Extrait du document:
Mais derrière tous les grands hommes, il y a bien sûr des femmes. Attachées.

Attachées, disais-je, à la façon dont on les nomme, dont on les caractérise, dont on les stigmatise et qui connaissent la juste valeur des maux. “Osez le féminisme !” et les Chiennes de garde, on ne saurait mieux se nommer. La prescription publicitaire et le calembour comme juste valeur des mots, soit… Qu’on préfère être chienne plutôt que Mademoiselle, soit encore. Qu’on préfère être Madame plutôt qu’avoir le choix est évidemment un progrès pour la liberté individuelle. (Puisque choix il y avait, étant donné que ni Monsieur, ni Madame, ni Mademoiselle ne constituaient un élément de l’état civil…)

Il n’y aura plus désormais que des Madame. Les féministes ont opté pour le terme le plus “respectable”, cela en dit long sur leur rapport à l’institution et au vocabulaire.

À faire:
Recopiez mot pour mot le passage de l'extrait sur l'abandon de « Mademoiselle », en commençant par « Attachées, disais-je, à » et en allant jusqu'à « de l’état civil…) ». La liste qui suit ne sert à rien pour ce travail.

Données fournies:

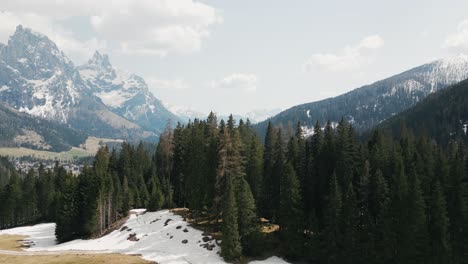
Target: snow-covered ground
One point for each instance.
(157, 236)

Résultat:
Attachées, disais-je, à la façon dont on les nomme, dont on les caractérise, dont on les stigmatise et qui connaissent la juste valeur des maux. “Osez le féminisme !” et les Chiennes de garde, on ne saurait mieux se nommer. La prescription publicitaire et le calembour comme juste valeur des mots, soit… Qu’on préfère être chienne plutôt que Mademoiselle, soit encore. Qu’on préfère être Madame plutôt qu’avoir le choix est évidemment un progrès pour la liberté individuelle. (Puisque choix il y avait, étant donné que ni Monsieur, ni Madame, ni Mademoiselle ne constituaient un élément de l’état civil…)